> **SHORT TASK**
Set down the whole listing verbatim.

> **PROVIDED RECORDS**
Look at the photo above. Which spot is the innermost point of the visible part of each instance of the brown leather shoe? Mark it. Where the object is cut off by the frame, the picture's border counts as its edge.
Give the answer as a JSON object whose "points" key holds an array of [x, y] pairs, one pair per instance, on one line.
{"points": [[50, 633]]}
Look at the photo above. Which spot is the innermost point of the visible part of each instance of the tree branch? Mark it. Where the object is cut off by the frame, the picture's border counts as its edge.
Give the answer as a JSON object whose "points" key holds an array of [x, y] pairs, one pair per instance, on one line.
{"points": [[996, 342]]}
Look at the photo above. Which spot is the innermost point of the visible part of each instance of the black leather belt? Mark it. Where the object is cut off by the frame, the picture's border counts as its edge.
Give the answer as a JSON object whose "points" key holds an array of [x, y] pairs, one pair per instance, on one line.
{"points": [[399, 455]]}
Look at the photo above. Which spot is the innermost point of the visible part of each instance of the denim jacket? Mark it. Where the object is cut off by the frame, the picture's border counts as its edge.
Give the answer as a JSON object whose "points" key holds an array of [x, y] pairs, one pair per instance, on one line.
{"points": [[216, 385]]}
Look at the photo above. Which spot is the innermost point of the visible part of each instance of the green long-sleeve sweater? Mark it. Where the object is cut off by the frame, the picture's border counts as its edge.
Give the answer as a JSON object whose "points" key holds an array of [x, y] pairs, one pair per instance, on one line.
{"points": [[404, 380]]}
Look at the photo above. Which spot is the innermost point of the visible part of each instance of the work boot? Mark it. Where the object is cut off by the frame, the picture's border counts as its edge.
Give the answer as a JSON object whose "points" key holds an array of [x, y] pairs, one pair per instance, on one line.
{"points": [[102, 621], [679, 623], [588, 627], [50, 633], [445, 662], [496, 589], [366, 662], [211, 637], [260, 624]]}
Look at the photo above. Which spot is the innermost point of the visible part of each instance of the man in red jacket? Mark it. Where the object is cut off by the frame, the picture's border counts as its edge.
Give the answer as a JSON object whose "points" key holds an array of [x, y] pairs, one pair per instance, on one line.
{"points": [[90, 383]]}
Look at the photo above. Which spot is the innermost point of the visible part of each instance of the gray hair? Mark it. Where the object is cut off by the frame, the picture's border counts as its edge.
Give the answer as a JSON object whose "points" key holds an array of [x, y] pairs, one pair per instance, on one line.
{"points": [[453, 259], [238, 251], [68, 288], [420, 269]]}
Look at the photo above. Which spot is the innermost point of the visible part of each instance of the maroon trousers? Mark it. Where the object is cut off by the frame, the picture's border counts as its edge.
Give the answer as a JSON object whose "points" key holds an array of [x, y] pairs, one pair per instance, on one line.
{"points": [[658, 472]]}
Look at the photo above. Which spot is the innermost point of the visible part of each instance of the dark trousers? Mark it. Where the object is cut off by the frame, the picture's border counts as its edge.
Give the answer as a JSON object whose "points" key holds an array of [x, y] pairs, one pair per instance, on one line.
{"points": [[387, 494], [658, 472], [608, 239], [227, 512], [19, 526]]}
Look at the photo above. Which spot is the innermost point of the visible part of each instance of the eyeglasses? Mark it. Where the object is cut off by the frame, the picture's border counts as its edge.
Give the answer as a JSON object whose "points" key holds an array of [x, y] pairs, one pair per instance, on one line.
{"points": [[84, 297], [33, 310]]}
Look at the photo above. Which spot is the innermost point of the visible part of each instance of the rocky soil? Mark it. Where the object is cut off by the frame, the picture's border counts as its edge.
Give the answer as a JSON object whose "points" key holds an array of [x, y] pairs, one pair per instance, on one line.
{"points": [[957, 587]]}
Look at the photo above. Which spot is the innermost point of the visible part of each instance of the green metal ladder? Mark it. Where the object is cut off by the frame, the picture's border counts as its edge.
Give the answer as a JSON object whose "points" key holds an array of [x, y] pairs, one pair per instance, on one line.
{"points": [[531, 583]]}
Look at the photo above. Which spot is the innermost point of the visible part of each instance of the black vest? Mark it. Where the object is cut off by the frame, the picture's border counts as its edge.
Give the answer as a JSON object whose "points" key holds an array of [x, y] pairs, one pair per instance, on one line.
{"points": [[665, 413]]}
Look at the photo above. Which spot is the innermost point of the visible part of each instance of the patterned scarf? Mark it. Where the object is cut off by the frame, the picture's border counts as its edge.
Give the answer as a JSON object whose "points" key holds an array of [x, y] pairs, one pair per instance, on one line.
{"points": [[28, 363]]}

> **REPLY**
Look at the photo above. Which spot is the innermost point of the visible part of each instance of the brown leather shoe? Mark it. Where the object is cut off by the frame, the picture's border counts as its edge.
Give the answer as a JSON object whose "points" key holds an array of [x, y] pairs, one pair per instance, on one line.
{"points": [[50, 633]]}
Look at the photo above. Which spot is the innermost point of the visible part of each instance of the tree branch? Mark it. Where the object is cut off by the frame, the picture's border counts as its edge.
Give the answer as a JSON object whose "points" key holds an array of [x, y] pairs, one pair per instance, on one line.
{"points": [[996, 342]]}
Look at the photo above. Which spot is the innermost point of the visible part of each instance of the black leather belt? Mark it. Where the object is cut off by the frame, the picture's border counts as its edge.
Give the answer as a JSON object whose "points" key holds an array of [x, y] pairs, one pair per instance, on one line.
{"points": [[399, 455]]}
Look at the photo above. Which spot is the innermost point of the visible part of each instance of the denim jacket? Mark it. Where the object is cut off by the frame, the picture's border counts as its edge.
Give the answer as a JSON object whose "points" key holds an array of [x, y] pairs, one pair per instance, on one line.
{"points": [[216, 385]]}
Look at the photo above. Which spot is the innermost point of the visible part of each instance of the green long-sleeve sweater? Mark it. Where the object is cut off by the frame, the picture's border counts as its edge.
Give the answer as a JSON object whose "points" key holds an array of [x, y] pairs, one pair per instance, on one line.
{"points": [[404, 380]]}
Look at the photo above. Which spot is the innermost point of the visible part of each instance of the work boot? Mark it. Where the object is cut off by the frame, the picture's border counts as its edge.
Give the answer as a JSON object whose "points" key holds an array of [x, y] pairs, one pair per instance, on one line.
{"points": [[102, 621], [679, 623], [588, 627], [50, 633], [445, 662], [496, 589], [366, 662], [211, 637], [260, 624]]}
Look at the photo above. Which spot is the innermost point of the visible part of each instance of the man in red jacket? Mark it. Where the object is cut off by the frame, the picture's border counts as its edge.
Give the answer as a JSON object whose "points" key holds an array of [x, y] pairs, one pair per instance, on one line.
{"points": [[90, 383]]}
Look at the photo above. Which spot is the innermost point of the visible part of each instance of the gray hair? Mark it. Where the object is cut off by the frame, the picture's border counts as its edge.
Give the answer as a JSON object whose "points" key holds an array of [x, y] pairs, one pair per instance, on one line.
{"points": [[453, 259], [238, 251], [68, 288], [420, 269]]}
Look at the photo above. Which spot is the innermost point of the visible part of each instance of the maroon trousers? Mark it. Where the object is cut off by the frame, the picture's border counts as its edge.
Give the answer as a JSON object whose "points" key holds an array of [x, y] pairs, one pair per instance, on one line.
{"points": [[658, 472]]}
Look at the photo above. Which spot is the innermost point of the visible part of each instance of the dark trousers? Mark it. Where the object is cut off by the frame, the picture's border counts as its edge.
Give the answer as a JSON object whose "points" key holds an array of [x, y] pairs, one pair per instance, on one line.
{"points": [[387, 494], [658, 472], [608, 239], [227, 512], [19, 526]]}
Look at the photo above. Which spot is the innermost point of the visible part of each instance of the eyeglasses? Mark it. Where the object is cut off by the frame, the picture's border counts as its edge.
Give the answer as a JSON object whose "points" key holds an array of [x, y] pairs, one pair per instance, on one line.
{"points": [[84, 297], [33, 310]]}
Look at the photo above. Which spot is the innermost point of the visible part of each instance of the rocky soil? Mark it. Where the object is cut off by the frame, the picture's border counts as its edge.
Give the answer as a JSON object whose "points" key holds an array of [x, y] pairs, one pair per instance, on one line.
{"points": [[957, 587]]}
Look at the photo above. Which spot is the innermost point of the visible part of each instance of the green metal ladder? Mark it. Where the object is cut off by the frame, the picture's border counts as its edge.
Give the answer as a JSON object whose "points" key holds an array of [x, y] pairs, one pair per instance, on one line.
{"points": [[531, 583]]}
Look at the photo above. Which spot is the innermost point of the visible part of each instance of the black vest? Mark it. Where the object is cut off by the frame, the picture's border counts as its edge.
Give the answer as a JSON object whose "points" key holds an array of [x, y] pairs, one pair per instance, on one line.
{"points": [[665, 413]]}
Look at the photo above. Which spot is the innermost point of the visible part of each instance of the patterned scarf? Mark it. Where the object is cut off by the frame, the picture's border counts as its edge.
Give the answer as a JSON object whose "points" key holds an array of [x, y] pairs, one pair per instance, on one line.
{"points": [[28, 363]]}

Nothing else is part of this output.